WRITTEN EXERCISE: Put the lines below, starting with the one containing "Locate the purple" and running through the last line, into a JSON list of strings with one string per line and no blank lines.

--- START OF TASK INPUTS ---

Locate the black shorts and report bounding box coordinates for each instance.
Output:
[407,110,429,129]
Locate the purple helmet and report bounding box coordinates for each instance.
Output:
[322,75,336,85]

--- END OF TASK INPUTS ---

SOLUTION FOR THIS PROBLEM:
[
  "Locate the purple helmet and report bounding box coordinates for each instance.",
  "Output:",
  "[322,75,336,85]"
]